TASK INPUT »
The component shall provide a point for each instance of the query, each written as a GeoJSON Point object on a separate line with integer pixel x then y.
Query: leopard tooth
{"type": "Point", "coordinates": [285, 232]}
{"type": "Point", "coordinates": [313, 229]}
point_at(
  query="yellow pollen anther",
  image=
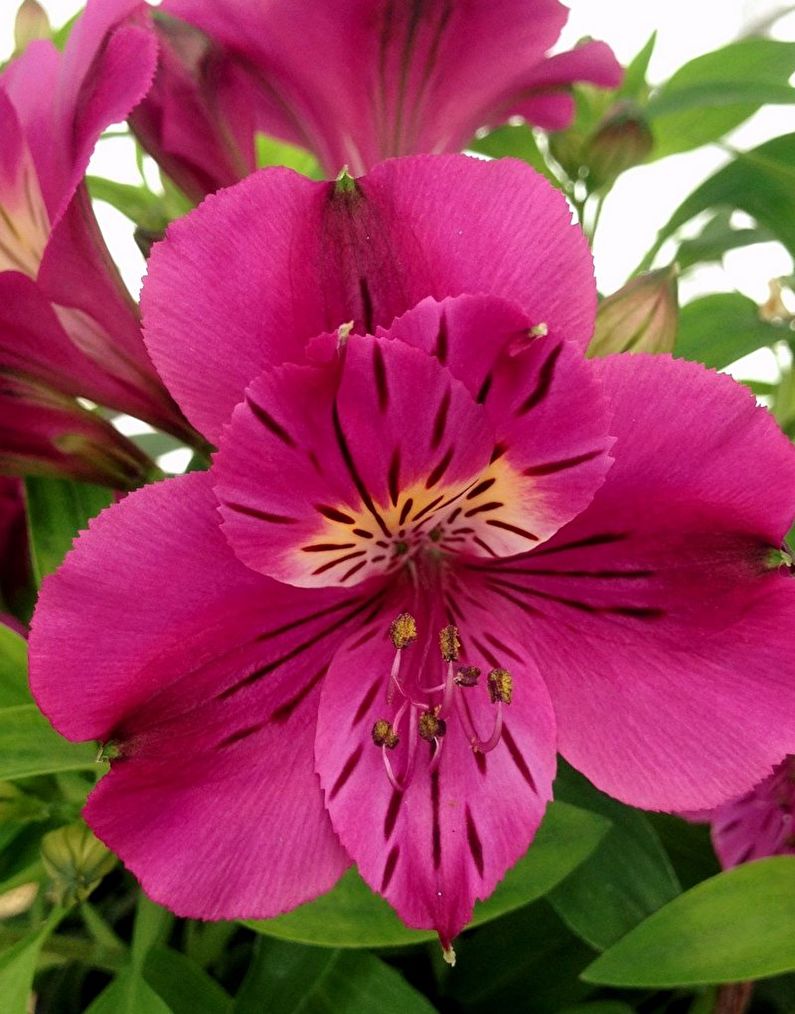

TASK INSTRUCTIONS » When you retype the data above, match every line exactly and leave the pictures behind.

EXERCISE RESULT »
The component shall provide a point for each instance of the query, each written as a GeoJSON Point object on a separate line with integer pixel x then y.
Query: leopard tooth
{"type": "Point", "coordinates": [285, 232]}
{"type": "Point", "coordinates": [313, 229]}
point_at(
  query="yellow pollen anther",
  image=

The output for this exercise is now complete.